Stored data:

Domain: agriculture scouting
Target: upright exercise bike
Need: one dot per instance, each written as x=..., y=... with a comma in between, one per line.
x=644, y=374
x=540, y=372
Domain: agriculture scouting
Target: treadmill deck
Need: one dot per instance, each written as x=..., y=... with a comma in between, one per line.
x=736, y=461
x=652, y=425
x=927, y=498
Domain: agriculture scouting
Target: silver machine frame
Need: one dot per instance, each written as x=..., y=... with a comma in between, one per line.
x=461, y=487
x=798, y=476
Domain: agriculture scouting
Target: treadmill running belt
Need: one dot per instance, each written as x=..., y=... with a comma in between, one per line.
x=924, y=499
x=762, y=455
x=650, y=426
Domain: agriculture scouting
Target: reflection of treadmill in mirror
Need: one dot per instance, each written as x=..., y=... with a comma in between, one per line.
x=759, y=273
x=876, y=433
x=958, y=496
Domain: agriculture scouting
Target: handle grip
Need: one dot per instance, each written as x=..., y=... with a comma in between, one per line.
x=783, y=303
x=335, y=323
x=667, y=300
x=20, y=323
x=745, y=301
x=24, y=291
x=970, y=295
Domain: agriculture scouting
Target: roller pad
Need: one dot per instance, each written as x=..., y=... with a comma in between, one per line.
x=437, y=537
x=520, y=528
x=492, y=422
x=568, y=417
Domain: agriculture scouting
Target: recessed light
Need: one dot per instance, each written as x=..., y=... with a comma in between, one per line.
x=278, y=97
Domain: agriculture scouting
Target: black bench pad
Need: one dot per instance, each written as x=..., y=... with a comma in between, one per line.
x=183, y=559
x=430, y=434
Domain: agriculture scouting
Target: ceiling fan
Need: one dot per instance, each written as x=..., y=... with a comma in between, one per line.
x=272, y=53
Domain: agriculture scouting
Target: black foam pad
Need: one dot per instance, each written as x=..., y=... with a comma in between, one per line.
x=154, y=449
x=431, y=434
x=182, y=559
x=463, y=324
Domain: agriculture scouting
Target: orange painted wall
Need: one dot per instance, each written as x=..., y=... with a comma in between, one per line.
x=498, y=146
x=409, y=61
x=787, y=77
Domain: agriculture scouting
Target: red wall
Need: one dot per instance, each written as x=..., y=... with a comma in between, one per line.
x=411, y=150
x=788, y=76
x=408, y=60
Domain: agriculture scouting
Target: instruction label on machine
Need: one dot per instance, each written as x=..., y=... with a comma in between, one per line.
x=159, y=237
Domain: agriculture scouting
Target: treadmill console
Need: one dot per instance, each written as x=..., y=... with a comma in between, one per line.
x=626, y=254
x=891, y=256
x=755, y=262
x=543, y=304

EXERCISE: Copy out every line of the stored data above word for word, keeping them in their original order.

SOLUTION TO THIS PROBLEM:
Domain: agriculture scouting
Target: upright exercise bike
Need: one dot per instance, each written as x=..., y=... with a comma in between, one per line.
x=644, y=374
x=540, y=372
Domain: agriculture scouting
Target: treadmill deck
Need: one dot per instance, each written as x=..., y=... with a comma in between, one per line.
x=736, y=461
x=652, y=425
x=927, y=498
Domain: agriculture scouting
Target: silver machine frame
Need: one dot per instance, each written as x=..., y=... with a comma in between, one per line.
x=461, y=487
x=798, y=476
Domain: agriculture scouting
Target: treadmill running belt
Need: one dot per instance, each written as x=..., y=... with a comma in between, one per line.
x=924, y=499
x=762, y=455
x=650, y=426
Domain: agriculture scouting
Target: reflection of treadmill in mirror
Need: one dot per instance, each written as x=..., y=... with a comma in between, one per line.
x=759, y=273
x=876, y=433
x=958, y=496
Domain: agriculture scouting
Target: handle grip
Need: one dot per instance, each written as x=..., y=... with a comma in between, one per line.
x=783, y=303
x=335, y=323
x=667, y=300
x=20, y=323
x=745, y=301
x=24, y=291
x=970, y=295
Domain: agriculture scouting
Target: roller pad
Need: one dot per instance, each written as x=..., y=... with a comma in between, one per line.
x=437, y=537
x=520, y=528
x=492, y=422
x=568, y=417
Domain: agriculture scouting
Target: recessed light
Need: one dot per instance, each written as x=..., y=... with a comma in between, one per line.
x=278, y=97
Domain: agriculture scouting
Target: black bench pad
Need: one dot per instance, each written as x=..., y=... with a comma in between, one per line.
x=183, y=559
x=430, y=434
Domain: agriculture scouting
Target: ceiling fan
Need: one dot per instance, each written as x=..., y=... with a comma in between, one per line.
x=272, y=53
Domain: agriculture scouting
Target: black foam pad
Need: one dot per instance, each written as x=..., y=... with a comma in between, one per line.
x=154, y=449
x=431, y=434
x=182, y=559
x=463, y=324
Domain: agriculture scouting
Target: orange painted wall
Need: one dot per instance, each written as x=..., y=... with a comma in between, one per line.
x=498, y=146
x=409, y=61
x=787, y=77
Domain: agriculture scouting
Target: red wall
Need: one dot per instance, each written as x=..., y=... with a comma in between, one per line.
x=411, y=150
x=788, y=76
x=408, y=60
Domain: agriculture scouting
Target: instruction label on machine
Need: one dot per instance, each written as x=..., y=... with a comma in between, one per line.
x=159, y=237
Domain: agriculture scouting
Target: treadmill console
Need: one dot per instance, each written as x=..., y=... with a comma in between, one per line.
x=626, y=254
x=891, y=256
x=755, y=262
x=543, y=304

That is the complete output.